### TASK BRIEF:
This exercise asks for the whole listing to be restated exactly.

### TASK MATERIAL:
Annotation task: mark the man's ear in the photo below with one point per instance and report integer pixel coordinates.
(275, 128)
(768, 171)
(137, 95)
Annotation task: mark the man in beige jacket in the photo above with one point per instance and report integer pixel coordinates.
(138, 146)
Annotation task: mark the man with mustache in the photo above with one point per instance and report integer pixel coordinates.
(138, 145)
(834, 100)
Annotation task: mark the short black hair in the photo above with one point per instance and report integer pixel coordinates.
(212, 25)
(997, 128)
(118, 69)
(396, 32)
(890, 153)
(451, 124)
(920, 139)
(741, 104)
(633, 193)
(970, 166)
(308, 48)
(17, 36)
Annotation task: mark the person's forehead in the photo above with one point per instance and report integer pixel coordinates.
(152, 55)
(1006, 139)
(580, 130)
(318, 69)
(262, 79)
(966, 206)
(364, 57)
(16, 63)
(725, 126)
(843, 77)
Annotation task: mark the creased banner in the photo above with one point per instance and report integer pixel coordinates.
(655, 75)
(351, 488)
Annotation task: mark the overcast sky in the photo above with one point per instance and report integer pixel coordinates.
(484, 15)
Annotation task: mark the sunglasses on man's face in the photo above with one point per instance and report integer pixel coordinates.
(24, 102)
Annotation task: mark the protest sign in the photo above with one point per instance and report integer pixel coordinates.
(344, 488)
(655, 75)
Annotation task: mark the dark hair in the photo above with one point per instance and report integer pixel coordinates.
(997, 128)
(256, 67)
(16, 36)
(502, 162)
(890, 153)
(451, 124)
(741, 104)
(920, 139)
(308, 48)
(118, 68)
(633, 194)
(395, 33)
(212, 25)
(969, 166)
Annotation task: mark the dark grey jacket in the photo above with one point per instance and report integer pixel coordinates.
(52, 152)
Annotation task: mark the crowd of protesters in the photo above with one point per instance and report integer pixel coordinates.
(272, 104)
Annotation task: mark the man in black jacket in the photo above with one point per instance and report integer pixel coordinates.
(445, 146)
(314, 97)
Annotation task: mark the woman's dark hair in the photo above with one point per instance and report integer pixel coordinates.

### PROBLEM SOLUTION:
Annotation task: mark the man's ear in the photo below with one point per instance and report integer pixel coordinates.
(275, 128)
(768, 171)
(137, 95)
Annotation task: mark the man in beige jacket in the photo above with one point per instance and report integer pixel coordinates.
(138, 146)
Annotation task: mark the man with mustache in the photo above with one point per instance and report integer pixel coordinates.
(138, 145)
(834, 100)
Annotation task: mark the short black hair in the photo above with one point per instance and report integer pixel coordinates.
(212, 25)
(997, 128)
(118, 69)
(396, 32)
(890, 153)
(451, 124)
(920, 139)
(741, 104)
(633, 193)
(970, 166)
(308, 48)
(17, 36)
Annotation task: mark the person's forehead in the photo above with one point per instance and report integer pixel coordinates.
(152, 55)
(1006, 139)
(580, 130)
(318, 69)
(262, 79)
(966, 206)
(364, 57)
(16, 63)
(725, 126)
(843, 77)
Annotation task: mark the creased banner in the photo above with one point per instance and report integer pixel coordinates.
(655, 75)
(351, 488)
Annotation task: mark the overcast sky in the photo above with one point per instance and report integer pixel coordinates.
(484, 15)
Annotation task: mark the sunglasses on man's face in the photo above with one point per instance and report integer pixel coordinates.
(24, 102)
Annotation task: mark the protest sign in the photo above with one point per instance and report integer pixel coordinates.
(344, 488)
(655, 75)
Annotation task: mark the dark hair in the photo above with one point per instance and report integer pixel coordinates.
(997, 128)
(256, 67)
(16, 36)
(502, 162)
(890, 153)
(451, 124)
(741, 104)
(920, 139)
(308, 48)
(118, 68)
(633, 194)
(395, 33)
(212, 25)
(969, 166)
Annotation task: mark the dark grey jacket in the photo above with one point per instance and report integer pixel coordinates.
(52, 152)
Annotation task: mark the crowd of protesters in the photo above with one point per instance and report integer pixel coordinates.
(272, 104)
Annotation task: mark the man in black jacket in the photo above with one point per instance and report integer pixel coordinates.
(445, 146)
(314, 97)
Annotation task: mark the woman's dark hair in the photo above with one point per instance and report integer pixel coordinates.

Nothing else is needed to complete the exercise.